DIRECTIVE
Copy out, exactly as written, only the line containing "Where can the blue jeans" and the lines after it through the end of the records.

+ + + + + + +

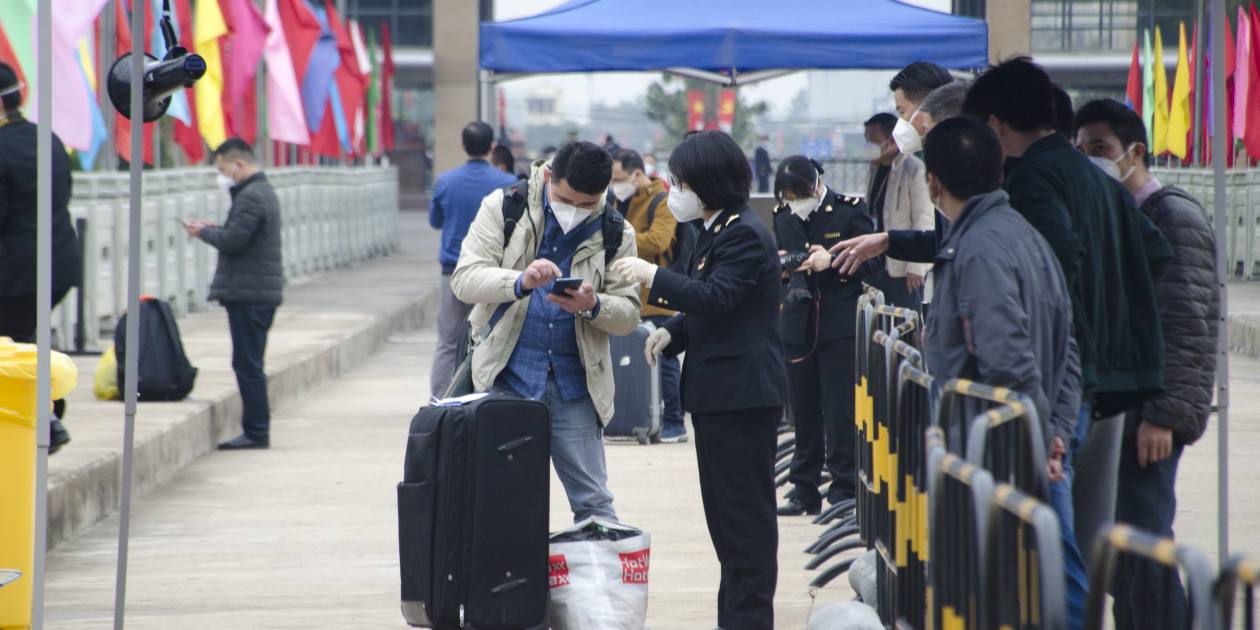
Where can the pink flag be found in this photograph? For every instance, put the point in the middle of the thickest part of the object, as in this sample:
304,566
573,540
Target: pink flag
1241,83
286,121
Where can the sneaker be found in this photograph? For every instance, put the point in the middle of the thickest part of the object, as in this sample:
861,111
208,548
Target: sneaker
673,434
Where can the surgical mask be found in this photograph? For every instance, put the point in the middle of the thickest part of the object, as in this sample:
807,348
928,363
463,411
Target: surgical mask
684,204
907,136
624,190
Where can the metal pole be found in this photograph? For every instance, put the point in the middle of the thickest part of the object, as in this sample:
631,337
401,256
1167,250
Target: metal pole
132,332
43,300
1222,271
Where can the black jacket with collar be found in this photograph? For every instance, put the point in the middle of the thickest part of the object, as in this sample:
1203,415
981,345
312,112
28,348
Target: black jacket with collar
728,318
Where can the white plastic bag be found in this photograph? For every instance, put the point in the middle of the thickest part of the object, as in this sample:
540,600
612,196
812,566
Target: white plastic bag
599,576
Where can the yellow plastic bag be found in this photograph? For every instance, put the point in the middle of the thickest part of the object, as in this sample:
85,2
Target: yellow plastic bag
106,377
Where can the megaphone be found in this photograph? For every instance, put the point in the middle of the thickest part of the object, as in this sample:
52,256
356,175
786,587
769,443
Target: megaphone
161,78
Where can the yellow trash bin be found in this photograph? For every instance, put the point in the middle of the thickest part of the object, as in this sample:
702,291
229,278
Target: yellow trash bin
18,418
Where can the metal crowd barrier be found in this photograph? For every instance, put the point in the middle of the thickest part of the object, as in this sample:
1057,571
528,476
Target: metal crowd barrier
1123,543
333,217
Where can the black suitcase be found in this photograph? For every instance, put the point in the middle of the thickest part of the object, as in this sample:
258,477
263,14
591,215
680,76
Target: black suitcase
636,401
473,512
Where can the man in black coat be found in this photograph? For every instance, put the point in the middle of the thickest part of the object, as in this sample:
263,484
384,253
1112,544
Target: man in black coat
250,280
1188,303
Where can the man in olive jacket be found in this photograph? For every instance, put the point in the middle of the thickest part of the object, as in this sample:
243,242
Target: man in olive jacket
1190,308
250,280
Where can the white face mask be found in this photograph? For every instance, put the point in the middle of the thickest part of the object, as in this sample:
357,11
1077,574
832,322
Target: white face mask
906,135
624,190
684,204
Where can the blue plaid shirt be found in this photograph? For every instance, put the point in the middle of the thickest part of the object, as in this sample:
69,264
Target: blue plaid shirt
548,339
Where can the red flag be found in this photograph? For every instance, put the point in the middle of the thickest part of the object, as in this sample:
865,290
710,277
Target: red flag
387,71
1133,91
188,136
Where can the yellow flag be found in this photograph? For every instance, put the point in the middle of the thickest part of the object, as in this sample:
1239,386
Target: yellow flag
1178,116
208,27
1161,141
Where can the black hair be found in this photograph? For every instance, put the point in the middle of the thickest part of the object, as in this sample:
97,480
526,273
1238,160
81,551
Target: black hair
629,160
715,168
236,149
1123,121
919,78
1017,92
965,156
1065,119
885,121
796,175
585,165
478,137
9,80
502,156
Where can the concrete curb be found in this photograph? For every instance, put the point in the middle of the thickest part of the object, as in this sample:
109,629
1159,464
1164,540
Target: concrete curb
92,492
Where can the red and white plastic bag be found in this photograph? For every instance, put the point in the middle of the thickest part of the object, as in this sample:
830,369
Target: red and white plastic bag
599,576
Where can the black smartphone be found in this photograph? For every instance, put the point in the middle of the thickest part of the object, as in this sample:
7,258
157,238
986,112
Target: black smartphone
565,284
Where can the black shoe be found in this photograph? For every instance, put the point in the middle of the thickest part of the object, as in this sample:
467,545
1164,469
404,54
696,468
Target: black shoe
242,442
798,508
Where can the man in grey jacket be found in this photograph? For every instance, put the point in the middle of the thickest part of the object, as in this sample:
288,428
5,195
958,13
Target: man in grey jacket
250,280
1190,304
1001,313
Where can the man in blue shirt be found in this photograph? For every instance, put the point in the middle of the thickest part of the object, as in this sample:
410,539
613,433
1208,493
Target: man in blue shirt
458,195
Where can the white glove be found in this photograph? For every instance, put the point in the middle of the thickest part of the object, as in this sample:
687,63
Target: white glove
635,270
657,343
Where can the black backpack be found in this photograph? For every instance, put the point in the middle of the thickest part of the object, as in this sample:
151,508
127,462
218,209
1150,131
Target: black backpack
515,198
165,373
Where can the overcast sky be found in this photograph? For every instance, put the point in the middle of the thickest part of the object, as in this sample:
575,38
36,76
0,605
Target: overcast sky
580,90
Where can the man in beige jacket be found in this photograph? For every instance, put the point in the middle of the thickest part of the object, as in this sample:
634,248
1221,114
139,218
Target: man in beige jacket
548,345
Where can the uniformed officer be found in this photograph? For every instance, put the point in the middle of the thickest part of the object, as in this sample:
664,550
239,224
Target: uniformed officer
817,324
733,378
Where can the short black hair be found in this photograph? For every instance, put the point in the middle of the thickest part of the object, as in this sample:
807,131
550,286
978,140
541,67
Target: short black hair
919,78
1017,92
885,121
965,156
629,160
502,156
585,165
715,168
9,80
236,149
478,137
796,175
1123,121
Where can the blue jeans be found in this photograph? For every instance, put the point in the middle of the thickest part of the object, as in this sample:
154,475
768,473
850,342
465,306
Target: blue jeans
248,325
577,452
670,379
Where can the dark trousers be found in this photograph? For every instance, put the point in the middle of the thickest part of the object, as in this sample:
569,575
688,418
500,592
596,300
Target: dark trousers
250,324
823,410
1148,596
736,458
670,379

+ + + + + + +

RESULT
Where can the blue jeans be found in this photograph? For every instance, put the point in the middle of the thickest part of the object, as in this sample:
154,475
768,473
850,342
465,306
Target: blue jeans
248,325
577,452
670,379
Where can the dark trousers be found in this photograph? For every instance, put the point in the middle of the thickest part of the object, as in this sample:
569,575
688,418
500,592
596,300
Target: dark trousers
250,324
823,410
1148,596
736,458
670,379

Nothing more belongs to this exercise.